- **TEXT**
——————————
$200,000 Grant to Help UMaine Researchers Produce New Potato Varieties

Contact: Gregory Porter (207) 581-2943 or Aimee Dolloff (207) 581-3777

ORONO, Maine — A project at the University of Maine to produce new varieties of potatoes that can stand up to disease while giving Maine growers new marketing opportunities recently received funding from the U.S. Department of Agriculture.

The $200,000 USDA grant will be combined with funds already provided by the Maine Potato Board to conduct potato breeding and variety selection work throughout the next year.

The research is primarily carried out by faculty in the UMaine’s Department of Plant, Soil and Environmental Sciences, but also includes researchers in the Department of Food Science and Human Nutrition as well as the School of Biological Sciences.

Parent potato plants chosen for yield, quality and disease resistance characteristics are crossed at the greenhouse at Aroostook Research Farm in Presque Isle. The resulting new plants then are screened to identify superior new varieties that will have the best attributes of their parents. Screening the plants for resistance to late blight, scab, and pink rot is a priority.

The UMaine program focuses 50 percent of its effort on developing new russeted potato varieties for processing and fresh market use in the east, but also looks at improving fresh market, specialty and chipping varieties of the vegetable.

Of the total grant amount, $102,000 will be used by UMaine to fund breeding program technical staff as well as field and laboratory supplies for the potato breeding, disease screening, and variety development effort.

“We also conduct processing and fresh market quality evaluations with these funds,” said Gregory Porter, UMaine professor and coordinator for the Potato Breeding and Variety Development Program.

He added that a new component of the project is designed to develop molecular–based tools to help select varieties with improved disease resistance.

“It does not involve genetic engineering, but rather uses these new molecular tools to help us more efficiently screen our breeding populations for desirable traits,” Porter said.

The project is a collaborative effort involving Maine, New York, Pennsylvania, Ohio, New Jersey, Virginia and North Carolina. The remaining $98,000 in grant funds will be provided to these other states to support the regional collaborative research to develop new varieties which perform well under a wide range of eastern growing conditions.

Although they aren’t funded by this USDA grant, the University of Florida and the USDA Agricultural Research Service in Beltsville, Md. are part of this collaborative research effort.
——————————
- **SOURCE MATERIAL**
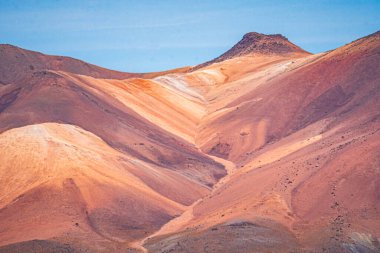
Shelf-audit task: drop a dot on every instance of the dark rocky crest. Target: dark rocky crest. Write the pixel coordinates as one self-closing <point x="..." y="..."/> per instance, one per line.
<point x="257" y="43"/>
——————————
- **WHAT IS EXPECTED**
Reproduce the passage of the potato grant article starting at "The project is a" and ending at "collaborative research effort.". The lines above come from a source separate from the potato grant article.

- **FINISHED TASK**
The project is a collaborative effort involving Maine, New York, Pennsylvania, Ohio, New Jersey, Virginia and North Carolina. The remaining $98,000 in grant funds will be provided to these other states to support the regional collaborative research to develop new varieties which perform well under a wide range of eastern growing conditions.

Although they aren’t funded by this USDA grant, the University of Florida and the USDA Agricultural Research Service in Beltsville, Md. are part of this collaborative research effort.